-- Records to process --
----

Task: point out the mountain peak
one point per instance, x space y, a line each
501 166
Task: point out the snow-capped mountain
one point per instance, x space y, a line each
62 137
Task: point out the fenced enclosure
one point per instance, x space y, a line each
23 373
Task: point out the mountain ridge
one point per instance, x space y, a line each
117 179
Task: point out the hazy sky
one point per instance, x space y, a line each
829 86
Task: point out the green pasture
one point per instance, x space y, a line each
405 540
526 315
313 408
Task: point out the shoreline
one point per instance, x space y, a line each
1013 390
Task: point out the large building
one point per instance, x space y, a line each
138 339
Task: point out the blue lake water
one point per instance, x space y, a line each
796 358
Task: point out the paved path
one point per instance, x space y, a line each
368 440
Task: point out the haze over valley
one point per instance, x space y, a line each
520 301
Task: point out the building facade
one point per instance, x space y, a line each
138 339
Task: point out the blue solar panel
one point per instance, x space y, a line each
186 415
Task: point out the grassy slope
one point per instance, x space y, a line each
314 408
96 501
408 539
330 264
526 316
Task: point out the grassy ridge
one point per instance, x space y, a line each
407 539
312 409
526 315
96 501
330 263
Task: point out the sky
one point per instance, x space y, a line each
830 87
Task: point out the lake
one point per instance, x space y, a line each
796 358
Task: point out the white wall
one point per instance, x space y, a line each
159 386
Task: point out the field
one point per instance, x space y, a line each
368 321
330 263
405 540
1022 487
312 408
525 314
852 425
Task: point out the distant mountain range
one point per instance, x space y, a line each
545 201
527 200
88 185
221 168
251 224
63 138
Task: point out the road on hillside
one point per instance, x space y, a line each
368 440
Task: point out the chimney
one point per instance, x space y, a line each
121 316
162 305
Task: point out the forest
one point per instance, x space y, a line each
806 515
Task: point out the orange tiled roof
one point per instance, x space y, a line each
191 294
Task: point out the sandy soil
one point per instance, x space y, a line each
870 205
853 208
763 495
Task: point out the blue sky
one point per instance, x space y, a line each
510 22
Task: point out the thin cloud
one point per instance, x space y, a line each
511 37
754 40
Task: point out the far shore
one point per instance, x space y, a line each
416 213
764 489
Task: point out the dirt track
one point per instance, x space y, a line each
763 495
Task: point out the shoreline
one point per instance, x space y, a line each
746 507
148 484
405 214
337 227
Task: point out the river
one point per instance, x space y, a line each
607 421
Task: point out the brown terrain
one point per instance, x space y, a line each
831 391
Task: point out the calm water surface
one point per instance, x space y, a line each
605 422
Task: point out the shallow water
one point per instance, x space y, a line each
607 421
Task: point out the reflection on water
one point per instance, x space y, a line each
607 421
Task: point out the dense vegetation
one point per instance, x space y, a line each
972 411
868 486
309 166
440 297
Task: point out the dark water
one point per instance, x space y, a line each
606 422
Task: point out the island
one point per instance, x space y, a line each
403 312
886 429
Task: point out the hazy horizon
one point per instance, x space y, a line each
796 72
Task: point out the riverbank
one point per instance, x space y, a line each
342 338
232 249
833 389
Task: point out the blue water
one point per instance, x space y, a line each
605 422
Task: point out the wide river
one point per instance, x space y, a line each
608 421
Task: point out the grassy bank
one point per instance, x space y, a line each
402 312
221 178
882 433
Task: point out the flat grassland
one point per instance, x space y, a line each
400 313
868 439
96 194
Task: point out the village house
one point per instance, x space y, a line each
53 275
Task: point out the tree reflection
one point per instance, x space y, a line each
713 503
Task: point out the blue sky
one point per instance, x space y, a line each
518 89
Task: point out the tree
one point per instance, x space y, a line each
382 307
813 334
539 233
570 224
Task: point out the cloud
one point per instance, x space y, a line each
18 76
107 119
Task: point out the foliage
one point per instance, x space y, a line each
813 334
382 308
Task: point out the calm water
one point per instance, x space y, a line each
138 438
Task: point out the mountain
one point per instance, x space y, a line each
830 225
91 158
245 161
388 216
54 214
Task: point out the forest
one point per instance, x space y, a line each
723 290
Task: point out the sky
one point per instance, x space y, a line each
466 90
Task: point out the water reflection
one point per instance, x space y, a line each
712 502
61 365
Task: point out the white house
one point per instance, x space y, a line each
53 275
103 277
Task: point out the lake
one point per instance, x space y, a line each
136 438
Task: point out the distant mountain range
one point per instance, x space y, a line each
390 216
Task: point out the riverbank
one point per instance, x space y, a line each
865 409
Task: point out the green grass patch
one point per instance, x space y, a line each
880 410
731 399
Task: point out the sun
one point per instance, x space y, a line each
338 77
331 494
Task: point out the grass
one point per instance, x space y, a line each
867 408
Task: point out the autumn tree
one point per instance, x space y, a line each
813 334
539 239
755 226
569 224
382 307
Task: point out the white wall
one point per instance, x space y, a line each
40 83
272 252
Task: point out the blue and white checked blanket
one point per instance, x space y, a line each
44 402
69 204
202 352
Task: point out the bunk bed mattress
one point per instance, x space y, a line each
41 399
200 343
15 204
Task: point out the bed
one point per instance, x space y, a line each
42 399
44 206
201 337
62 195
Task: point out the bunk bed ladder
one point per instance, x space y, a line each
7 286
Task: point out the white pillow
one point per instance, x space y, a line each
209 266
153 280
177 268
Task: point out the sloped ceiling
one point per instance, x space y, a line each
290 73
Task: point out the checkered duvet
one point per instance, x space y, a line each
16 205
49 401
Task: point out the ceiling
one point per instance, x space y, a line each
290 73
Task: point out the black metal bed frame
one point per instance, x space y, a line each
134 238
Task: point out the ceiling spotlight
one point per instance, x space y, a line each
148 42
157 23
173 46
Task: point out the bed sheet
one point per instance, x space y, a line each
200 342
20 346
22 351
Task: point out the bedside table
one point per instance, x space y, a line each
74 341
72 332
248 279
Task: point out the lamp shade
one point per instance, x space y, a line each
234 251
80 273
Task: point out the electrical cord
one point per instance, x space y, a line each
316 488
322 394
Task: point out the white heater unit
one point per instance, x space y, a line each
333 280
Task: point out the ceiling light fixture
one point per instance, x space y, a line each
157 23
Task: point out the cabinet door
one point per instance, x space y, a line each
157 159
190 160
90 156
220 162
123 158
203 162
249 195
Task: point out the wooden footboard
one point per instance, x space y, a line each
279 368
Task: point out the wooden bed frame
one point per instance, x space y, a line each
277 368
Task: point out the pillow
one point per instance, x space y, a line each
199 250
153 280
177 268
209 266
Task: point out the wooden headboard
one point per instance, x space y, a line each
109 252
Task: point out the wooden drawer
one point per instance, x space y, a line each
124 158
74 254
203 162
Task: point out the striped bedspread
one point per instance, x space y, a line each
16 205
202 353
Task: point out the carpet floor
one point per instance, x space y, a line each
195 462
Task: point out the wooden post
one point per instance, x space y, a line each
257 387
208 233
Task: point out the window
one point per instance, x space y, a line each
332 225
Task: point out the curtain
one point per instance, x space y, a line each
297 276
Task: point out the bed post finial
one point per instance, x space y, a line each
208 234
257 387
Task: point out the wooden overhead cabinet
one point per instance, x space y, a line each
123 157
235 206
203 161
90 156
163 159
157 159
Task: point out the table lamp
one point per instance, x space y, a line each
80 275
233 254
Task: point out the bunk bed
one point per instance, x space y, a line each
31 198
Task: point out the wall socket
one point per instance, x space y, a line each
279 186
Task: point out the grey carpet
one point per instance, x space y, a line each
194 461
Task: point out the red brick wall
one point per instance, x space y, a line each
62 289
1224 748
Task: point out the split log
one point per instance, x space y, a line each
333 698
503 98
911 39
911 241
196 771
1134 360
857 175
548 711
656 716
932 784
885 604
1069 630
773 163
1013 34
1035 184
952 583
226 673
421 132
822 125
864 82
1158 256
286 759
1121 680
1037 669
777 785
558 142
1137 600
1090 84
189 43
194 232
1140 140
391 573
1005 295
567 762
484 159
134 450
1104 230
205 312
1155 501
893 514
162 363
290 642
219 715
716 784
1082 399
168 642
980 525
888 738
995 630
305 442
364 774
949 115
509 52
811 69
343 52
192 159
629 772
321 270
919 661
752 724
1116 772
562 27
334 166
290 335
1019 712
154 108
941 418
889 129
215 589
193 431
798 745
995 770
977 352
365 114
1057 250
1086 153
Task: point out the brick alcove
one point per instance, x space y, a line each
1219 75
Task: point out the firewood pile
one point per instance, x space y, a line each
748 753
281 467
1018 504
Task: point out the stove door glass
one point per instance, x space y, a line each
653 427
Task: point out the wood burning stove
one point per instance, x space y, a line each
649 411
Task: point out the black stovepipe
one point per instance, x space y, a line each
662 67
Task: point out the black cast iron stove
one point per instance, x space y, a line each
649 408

----

-- The exercise --
From the line holding "Task: point out the window" through the last line above, reproduce each line exactly and add nothing.

-- Result of this exercise --
Task: point out the window
one point per instance, x space y, a line each
332 225
Task: point out the curtain
one point per instance, x space y, a line each
297 276
Task: point out the bed post finial
one point per instance, x space y, a line each
208 234
257 387
Task: point out the wooden overhead cabinet
one point per instance, x space y, a line each
123 157
235 206
203 161
90 156
163 159
157 159
Task: point out the table lamp
one point per instance, x space y, a line each
80 275
233 254
Task: point out the bunk bed
one point per instance, x space y, a line each
31 198
Task: point out the wall socket
one point per instance, x space y, a line each
279 186
Task: point out the grey carpet
one point per instance, x space y, a line each
194 461
Task: point out the red brick wall
one point per instance, x space y, a line each
62 289
1224 748
Task: point out the split log
one point per instance, x space y, a line each
333 698
503 98
911 39
911 241
196 771
1134 360
857 175
548 711
656 716
932 784
885 604
1069 630
773 163
1013 34
1035 184
952 583
226 673
421 132
822 125
864 82
1158 256
286 759
1121 680
1037 669
777 785
558 142
1137 600
1090 84
189 43
194 232
1140 140
391 573
1005 295
567 762
484 159
134 450
1104 230
205 312
1155 501
893 514
162 363
290 642
219 715
716 784
1082 399
168 642
980 525
888 738
995 630
305 442
364 774
949 115
509 52
811 69
343 52
192 159
629 772
321 270
919 661
752 724
1116 772
562 27
334 166
290 335
1019 712
154 108
941 418
889 129
215 589
193 431
798 745
995 770
977 352
365 114
1057 250
1086 153
Task: point out the brick alcove
one point per instance, x space y, a line each
1219 75
Task: point out the firewood pile
one point per instance, x space y, a line each
748 753
281 467
1018 504
Task: point out the stove door glass
one point per instance, x space y, a line each
653 427
Task: point out the wood burning stove
one point per instance, x space y, a line each
649 411
Task: point out the black stovepipe
one point per instance, x space y, a line each
662 67
Task: point out the black cast iron stove
one point per instance, x space y, a line each
649 408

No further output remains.